* TASK TO CARRY OUT
Restate the stretch of the bracketing explanation from "Bracketing can help" through "of the verb.", switching each "main verb" to "principal verb".

* SOURCE
* START *

Here is how I would bracketing your sentence,

[That I couldn't identify her] was [no more a surprise] than [that she should know me].

Bracketing can help us to see parts of the sentence clearer. To do bracketing, we must first be able to identify the main verb of the sentence (or the clause). Most English sentences (and clauses) will have a straightforward arrangement of (subject)-(verb)-[object]. (There are some variants, but this is the main construction.)

If you can identify the main verb correctly, most of the problems are solved. This is because the part before the verb must be the subject of the sentence. And the part after the verb must be either the object or the complement of the verb.

Back to our sentence again,

[That I couldn't identify her] was ([no more a surprise] than [that she should know me]).

The verbs in the sentence are "couldn't identify", "was", and "should know". A quick look at them can tell us that "couldn't identify" and "should know" cannot be the main verb because of they are part of that-clauses ("That I couldn't identify her" and "that she should know me").

Knowing that was is the main verb make it easier to reduce the whole sentence to:

X was no more Y than Z,

where
  X ~ That I couldn't identify her
  Y ~ a surprise
  Z ~ that she should know me

To understand this, you need a little logic.

[X was no more Y than Z] is a way of saying a few things,

X was a kind of Y.
Z was a kind of Y.
The quality of being a Y of X was no more than the quality of being a Y of Z.

* END *

* DATA
* START *

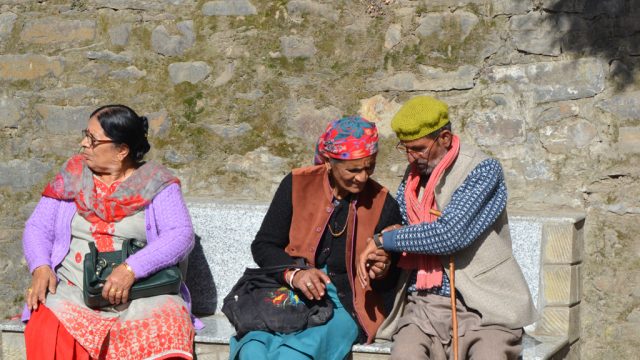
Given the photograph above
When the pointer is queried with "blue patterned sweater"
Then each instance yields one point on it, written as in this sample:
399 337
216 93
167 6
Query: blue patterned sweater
473 208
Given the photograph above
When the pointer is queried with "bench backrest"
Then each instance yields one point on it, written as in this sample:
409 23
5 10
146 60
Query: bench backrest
226 231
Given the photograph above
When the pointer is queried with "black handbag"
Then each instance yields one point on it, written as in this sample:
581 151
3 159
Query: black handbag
99 265
259 302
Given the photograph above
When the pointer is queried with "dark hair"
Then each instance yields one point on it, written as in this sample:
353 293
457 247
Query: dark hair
122 125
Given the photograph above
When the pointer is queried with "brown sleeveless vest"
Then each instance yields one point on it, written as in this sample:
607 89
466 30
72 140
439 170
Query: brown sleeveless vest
312 207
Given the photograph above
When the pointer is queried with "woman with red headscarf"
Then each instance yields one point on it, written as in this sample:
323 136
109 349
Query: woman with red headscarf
324 215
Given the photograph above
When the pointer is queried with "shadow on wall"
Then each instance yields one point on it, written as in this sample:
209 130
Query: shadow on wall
608 29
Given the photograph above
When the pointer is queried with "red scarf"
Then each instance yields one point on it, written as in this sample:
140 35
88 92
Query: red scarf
75 182
429 267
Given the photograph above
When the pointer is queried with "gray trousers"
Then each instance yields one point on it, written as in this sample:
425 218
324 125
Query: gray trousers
424 332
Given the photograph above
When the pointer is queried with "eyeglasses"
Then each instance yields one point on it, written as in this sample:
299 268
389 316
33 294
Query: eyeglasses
404 150
93 142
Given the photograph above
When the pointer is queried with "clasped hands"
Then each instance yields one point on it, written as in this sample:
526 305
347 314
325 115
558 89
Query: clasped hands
373 263
116 288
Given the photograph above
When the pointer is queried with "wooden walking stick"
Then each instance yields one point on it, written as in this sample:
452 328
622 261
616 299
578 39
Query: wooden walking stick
454 315
452 290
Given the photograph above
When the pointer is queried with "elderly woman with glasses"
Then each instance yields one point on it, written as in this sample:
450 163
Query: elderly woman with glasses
103 196
324 215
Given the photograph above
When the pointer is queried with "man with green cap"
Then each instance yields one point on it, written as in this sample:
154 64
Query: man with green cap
453 202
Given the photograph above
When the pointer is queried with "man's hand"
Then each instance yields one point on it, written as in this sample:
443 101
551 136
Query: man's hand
42 280
312 283
374 263
116 288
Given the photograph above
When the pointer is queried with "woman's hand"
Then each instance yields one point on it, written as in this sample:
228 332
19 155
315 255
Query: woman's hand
311 282
374 263
116 288
43 279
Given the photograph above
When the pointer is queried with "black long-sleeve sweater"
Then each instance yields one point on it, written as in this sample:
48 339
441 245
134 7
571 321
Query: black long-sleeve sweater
273 237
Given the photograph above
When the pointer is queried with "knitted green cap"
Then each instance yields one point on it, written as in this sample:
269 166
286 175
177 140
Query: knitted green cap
418 117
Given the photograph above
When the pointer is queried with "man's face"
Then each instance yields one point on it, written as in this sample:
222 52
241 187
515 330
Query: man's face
426 152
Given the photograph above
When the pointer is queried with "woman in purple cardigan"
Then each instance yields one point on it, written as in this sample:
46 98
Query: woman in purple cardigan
106 195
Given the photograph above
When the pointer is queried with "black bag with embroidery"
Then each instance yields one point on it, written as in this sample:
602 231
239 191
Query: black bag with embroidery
259 302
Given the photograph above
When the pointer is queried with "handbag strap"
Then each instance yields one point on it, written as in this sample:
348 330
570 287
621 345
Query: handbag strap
125 252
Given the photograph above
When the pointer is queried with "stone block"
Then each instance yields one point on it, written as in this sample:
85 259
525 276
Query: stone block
558 321
159 123
74 95
562 284
259 164
510 7
298 8
497 128
304 120
131 4
380 111
555 80
7 20
458 24
130 73
572 133
393 36
562 243
22 174
229 8
629 139
192 72
229 131
119 34
173 45
437 79
297 46
226 75
429 79
106 55
589 8
55 31
10 112
537 33
625 106
29 66
13 346
64 119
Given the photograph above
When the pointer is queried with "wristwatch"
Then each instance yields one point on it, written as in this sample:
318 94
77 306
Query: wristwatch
377 240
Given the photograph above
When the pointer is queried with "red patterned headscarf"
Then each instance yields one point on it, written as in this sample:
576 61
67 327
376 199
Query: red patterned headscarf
75 182
349 138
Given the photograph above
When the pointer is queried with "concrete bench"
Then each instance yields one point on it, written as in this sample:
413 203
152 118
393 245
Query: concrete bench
547 246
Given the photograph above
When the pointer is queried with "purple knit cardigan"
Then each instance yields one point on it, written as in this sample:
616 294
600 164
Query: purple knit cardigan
170 238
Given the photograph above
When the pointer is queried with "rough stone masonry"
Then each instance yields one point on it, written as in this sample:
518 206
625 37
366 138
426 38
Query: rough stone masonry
238 90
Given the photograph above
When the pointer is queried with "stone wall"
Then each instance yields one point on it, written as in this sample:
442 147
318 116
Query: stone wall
238 90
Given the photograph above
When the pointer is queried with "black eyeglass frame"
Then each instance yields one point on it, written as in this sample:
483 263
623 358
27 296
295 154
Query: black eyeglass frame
93 142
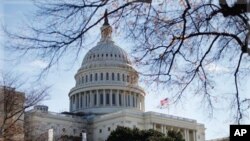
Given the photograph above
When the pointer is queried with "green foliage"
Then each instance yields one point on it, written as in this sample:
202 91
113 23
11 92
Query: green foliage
128 134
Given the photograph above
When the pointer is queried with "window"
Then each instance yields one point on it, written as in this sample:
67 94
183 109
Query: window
107 76
101 76
86 100
127 78
91 77
123 77
128 100
113 99
73 99
118 76
101 99
81 101
120 99
96 75
107 98
86 78
133 101
95 99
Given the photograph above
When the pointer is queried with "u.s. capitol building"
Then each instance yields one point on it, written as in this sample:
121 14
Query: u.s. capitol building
106 95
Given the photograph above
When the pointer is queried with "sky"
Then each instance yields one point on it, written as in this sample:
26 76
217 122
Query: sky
14 13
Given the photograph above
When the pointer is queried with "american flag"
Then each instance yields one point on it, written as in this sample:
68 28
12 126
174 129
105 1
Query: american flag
164 102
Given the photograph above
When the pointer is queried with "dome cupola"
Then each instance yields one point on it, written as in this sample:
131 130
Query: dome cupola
106 81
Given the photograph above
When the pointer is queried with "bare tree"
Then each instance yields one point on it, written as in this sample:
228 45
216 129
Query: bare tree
13 105
175 40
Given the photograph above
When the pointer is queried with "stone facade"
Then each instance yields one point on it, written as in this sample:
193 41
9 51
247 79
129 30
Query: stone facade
11 114
107 95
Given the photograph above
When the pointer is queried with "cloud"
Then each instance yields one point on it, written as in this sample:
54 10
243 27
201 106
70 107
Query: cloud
214 68
38 64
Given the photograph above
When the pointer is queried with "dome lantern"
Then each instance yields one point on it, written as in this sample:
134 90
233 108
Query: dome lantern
106 29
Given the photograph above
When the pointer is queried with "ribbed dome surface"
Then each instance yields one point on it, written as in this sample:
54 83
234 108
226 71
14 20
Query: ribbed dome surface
106 51
106 81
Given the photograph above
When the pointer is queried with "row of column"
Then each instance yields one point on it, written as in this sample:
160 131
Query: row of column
106 97
188 135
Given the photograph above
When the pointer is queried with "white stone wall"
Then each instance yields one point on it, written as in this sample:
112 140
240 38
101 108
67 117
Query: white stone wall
102 126
38 123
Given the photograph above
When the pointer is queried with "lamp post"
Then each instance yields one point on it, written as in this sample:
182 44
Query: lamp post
84 135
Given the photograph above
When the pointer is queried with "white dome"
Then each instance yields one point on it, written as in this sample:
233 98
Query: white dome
106 81
105 51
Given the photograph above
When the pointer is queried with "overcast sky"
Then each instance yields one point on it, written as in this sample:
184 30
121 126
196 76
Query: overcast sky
14 13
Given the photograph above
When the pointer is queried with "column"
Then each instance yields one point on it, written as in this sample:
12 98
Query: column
143 103
186 135
117 98
86 99
194 135
123 99
130 99
110 97
91 93
70 104
97 98
79 100
104 97
162 129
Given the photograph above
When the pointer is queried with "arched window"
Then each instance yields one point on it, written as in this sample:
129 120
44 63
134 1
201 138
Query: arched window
96 76
113 99
107 99
123 77
86 78
113 76
91 77
101 99
101 76
118 76
95 99
107 76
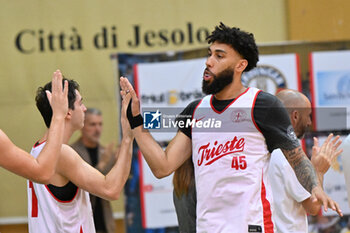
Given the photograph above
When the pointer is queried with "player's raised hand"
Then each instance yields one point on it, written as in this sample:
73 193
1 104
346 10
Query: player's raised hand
126 98
127 89
58 97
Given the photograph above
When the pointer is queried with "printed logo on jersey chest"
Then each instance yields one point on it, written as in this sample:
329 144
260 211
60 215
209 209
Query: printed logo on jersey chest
210 153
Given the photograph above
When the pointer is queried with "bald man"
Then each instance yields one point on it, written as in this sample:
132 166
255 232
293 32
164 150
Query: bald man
291 202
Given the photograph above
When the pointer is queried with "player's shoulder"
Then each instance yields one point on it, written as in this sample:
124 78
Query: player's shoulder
267 99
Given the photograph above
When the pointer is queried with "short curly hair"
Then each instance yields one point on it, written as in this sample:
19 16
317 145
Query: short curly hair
241 41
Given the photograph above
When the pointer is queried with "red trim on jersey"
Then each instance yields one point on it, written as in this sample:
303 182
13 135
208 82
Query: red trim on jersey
136 79
38 144
59 199
303 144
234 100
252 112
142 193
312 92
195 111
298 72
34 201
268 224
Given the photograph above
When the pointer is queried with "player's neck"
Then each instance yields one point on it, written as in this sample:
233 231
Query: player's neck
231 91
88 143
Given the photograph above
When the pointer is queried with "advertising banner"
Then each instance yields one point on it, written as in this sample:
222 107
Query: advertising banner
330 89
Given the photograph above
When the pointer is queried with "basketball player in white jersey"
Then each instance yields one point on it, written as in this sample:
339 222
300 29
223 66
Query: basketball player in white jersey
42 168
290 199
230 165
63 205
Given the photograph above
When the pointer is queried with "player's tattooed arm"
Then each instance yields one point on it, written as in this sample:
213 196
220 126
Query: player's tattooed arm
303 168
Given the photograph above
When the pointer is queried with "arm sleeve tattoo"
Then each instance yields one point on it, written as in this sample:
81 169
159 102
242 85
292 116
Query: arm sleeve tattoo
303 168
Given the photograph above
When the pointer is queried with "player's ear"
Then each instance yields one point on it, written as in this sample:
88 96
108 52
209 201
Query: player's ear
69 114
295 115
241 65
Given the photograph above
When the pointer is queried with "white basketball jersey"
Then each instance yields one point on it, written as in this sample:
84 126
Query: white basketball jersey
48 214
233 192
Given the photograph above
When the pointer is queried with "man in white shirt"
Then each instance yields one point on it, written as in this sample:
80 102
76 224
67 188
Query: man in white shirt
291 201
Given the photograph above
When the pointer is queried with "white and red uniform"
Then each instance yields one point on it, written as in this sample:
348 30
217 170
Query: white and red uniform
289 194
231 163
47 214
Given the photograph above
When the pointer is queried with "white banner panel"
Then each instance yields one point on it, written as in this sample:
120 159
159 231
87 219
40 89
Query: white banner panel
275 72
174 85
330 89
334 182
164 85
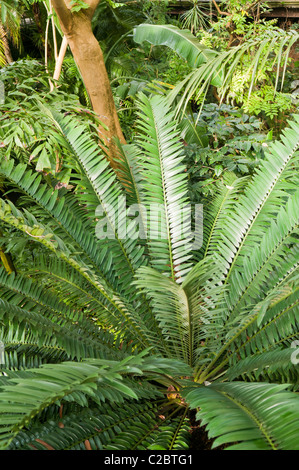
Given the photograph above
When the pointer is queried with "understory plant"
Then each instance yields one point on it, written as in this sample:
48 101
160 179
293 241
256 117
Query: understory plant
114 336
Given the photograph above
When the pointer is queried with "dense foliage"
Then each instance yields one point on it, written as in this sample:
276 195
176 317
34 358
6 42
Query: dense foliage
144 306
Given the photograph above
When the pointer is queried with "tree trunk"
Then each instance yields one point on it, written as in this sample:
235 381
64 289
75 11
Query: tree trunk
88 56
3 38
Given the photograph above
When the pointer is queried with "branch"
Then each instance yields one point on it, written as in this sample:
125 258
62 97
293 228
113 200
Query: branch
63 12
219 11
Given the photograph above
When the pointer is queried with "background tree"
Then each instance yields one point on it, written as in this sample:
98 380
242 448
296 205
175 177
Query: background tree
75 21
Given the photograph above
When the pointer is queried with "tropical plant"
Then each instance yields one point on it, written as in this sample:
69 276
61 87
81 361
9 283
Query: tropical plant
251 65
116 341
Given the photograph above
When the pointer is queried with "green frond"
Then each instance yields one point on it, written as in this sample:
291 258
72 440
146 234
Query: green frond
246 415
165 189
179 40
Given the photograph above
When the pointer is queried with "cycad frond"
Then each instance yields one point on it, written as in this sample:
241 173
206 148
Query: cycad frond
246 415
165 189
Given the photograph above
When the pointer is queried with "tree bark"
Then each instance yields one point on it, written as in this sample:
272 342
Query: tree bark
3 37
87 53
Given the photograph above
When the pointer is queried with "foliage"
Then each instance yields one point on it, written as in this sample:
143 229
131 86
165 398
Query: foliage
221 139
112 342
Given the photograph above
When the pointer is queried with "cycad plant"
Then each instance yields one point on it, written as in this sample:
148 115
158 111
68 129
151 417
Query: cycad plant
114 337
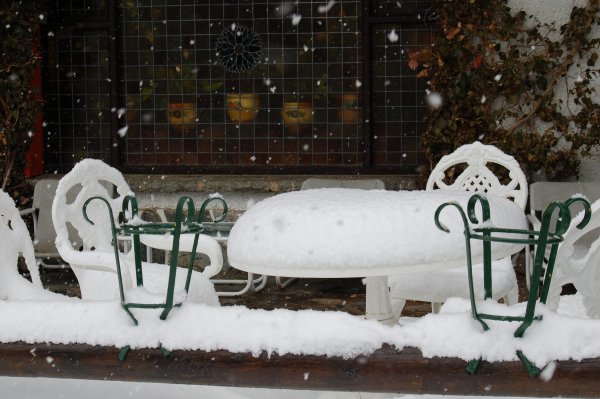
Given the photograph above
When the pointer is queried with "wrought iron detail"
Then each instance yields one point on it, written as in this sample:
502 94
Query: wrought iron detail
540 238
239 48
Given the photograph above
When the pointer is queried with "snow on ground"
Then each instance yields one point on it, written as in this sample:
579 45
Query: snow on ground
452 332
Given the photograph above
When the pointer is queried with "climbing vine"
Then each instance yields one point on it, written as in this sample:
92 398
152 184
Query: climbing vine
500 76
19 24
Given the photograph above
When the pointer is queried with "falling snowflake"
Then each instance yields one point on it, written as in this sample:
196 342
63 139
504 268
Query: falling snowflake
434 100
326 7
239 48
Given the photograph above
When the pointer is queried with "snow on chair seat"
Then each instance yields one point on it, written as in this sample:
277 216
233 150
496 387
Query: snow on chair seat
16 242
94 265
477 177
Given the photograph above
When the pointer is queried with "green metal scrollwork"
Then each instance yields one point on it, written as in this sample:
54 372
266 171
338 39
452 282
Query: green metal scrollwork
541 239
133 226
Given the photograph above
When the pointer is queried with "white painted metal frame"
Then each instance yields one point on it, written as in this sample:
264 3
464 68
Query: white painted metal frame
541 194
94 265
578 262
476 177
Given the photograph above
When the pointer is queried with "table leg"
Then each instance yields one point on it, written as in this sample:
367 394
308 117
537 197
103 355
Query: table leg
379 306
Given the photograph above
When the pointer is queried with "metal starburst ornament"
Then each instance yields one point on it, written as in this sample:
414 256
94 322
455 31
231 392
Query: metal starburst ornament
239 49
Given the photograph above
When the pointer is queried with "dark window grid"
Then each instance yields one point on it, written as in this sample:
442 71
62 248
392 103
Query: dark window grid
386 52
85 96
269 99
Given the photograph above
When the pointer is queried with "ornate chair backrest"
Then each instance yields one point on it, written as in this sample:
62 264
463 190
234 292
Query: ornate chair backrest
88 178
477 176
15 242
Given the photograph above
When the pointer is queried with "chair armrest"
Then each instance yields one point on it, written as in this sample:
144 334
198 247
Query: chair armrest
27 211
534 221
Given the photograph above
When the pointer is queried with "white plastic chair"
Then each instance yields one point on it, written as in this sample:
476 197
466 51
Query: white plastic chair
94 265
15 243
578 263
541 194
436 287
44 235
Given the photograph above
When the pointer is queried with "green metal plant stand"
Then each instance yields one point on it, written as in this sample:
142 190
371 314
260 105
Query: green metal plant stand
185 223
540 239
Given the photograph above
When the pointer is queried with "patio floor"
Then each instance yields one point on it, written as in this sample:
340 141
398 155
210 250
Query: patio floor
346 295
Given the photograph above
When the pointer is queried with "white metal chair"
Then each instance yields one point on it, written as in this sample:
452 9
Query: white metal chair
94 265
15 243
541 194
578 263
436 287
316 182
44 235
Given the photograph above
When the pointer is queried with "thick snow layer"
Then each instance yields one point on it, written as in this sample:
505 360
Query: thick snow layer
452 332
355 233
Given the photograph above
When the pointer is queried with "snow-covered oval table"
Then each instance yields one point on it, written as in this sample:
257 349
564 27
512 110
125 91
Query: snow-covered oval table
332 232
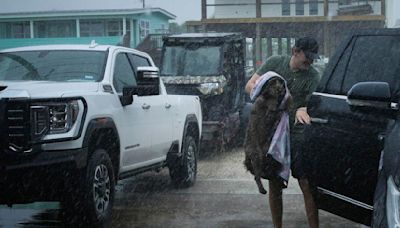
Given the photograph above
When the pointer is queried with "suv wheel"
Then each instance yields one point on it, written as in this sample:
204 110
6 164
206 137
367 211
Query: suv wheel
94 201
379 214
183 173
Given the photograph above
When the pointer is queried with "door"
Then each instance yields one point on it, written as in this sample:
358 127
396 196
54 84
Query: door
134 122
159 111
342 145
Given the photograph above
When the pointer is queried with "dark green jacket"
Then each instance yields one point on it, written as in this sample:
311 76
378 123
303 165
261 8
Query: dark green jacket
301 84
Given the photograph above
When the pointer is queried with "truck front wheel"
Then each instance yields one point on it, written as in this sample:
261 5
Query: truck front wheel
92 201
183 173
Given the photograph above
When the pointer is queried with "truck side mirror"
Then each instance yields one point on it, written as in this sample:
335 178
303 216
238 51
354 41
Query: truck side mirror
148 81
370 95
127 95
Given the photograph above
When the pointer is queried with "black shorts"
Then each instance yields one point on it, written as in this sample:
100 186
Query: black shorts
299 164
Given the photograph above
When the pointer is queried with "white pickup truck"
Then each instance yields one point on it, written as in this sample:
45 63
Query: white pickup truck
74 119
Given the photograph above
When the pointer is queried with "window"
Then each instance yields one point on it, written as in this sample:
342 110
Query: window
16 29
144 29
299 7
335 80
92 28
123 73
285 7
48 29
313 7
114 28
385 58
53 65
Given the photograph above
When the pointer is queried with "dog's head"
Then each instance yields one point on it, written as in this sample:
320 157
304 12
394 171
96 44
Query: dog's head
274 89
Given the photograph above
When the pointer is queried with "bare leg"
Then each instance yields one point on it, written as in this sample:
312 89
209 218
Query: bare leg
311 208
275 202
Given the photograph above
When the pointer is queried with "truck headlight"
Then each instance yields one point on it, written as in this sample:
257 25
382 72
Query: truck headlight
392 204
55 117
213 88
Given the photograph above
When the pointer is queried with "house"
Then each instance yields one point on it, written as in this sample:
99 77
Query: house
82 26
273 25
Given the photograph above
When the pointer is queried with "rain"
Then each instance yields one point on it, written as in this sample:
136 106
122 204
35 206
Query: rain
137 113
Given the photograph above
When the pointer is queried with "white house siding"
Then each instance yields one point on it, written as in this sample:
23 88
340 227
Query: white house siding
235 11
273 8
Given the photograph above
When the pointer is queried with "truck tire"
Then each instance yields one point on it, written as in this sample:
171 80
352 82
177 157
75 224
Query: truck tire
183 173
92 201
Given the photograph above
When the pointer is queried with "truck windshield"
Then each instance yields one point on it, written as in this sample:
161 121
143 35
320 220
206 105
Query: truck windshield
199 61
52 65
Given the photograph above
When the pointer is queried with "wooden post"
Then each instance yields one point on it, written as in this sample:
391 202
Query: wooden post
269 47
279 46
258 8
203 9
288 46
326 8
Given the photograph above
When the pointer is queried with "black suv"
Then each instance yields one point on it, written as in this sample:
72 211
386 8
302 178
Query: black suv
353 141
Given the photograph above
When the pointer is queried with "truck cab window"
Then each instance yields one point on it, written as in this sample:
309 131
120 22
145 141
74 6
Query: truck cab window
123 73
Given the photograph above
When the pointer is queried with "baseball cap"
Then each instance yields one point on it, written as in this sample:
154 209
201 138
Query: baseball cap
309 46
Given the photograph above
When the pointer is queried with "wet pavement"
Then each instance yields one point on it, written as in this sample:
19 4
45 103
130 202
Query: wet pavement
224 195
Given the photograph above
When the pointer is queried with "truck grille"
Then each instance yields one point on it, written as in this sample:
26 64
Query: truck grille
15 124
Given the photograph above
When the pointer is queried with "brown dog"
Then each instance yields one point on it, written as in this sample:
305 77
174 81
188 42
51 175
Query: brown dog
264 118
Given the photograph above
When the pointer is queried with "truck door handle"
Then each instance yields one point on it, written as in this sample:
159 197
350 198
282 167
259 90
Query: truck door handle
145 106
319 120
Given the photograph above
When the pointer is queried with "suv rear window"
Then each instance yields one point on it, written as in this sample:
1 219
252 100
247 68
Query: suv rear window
372 58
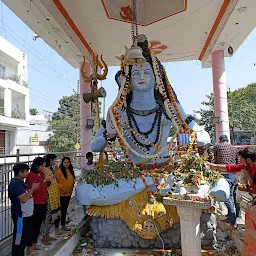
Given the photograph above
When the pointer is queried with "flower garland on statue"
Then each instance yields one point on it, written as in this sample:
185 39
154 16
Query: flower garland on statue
116 120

* END *

* COMPLETE RESPONSE
Bracketing can help us to see parts of the sentence clearer. To do bracketing, we must first be able to identify the principal verb of the sentence (or the clause). Most English sentences (and clauses) will have a straightforward arrangement of (subject)-(verb)-[object]. (There are some variants, but this is the main construction.)

If you can identify the principal verb correctly, most of the problems are solved. This is because the part before the verb must be the subject of the sentence. And the part after the verb must be either the object or the complement of the verb.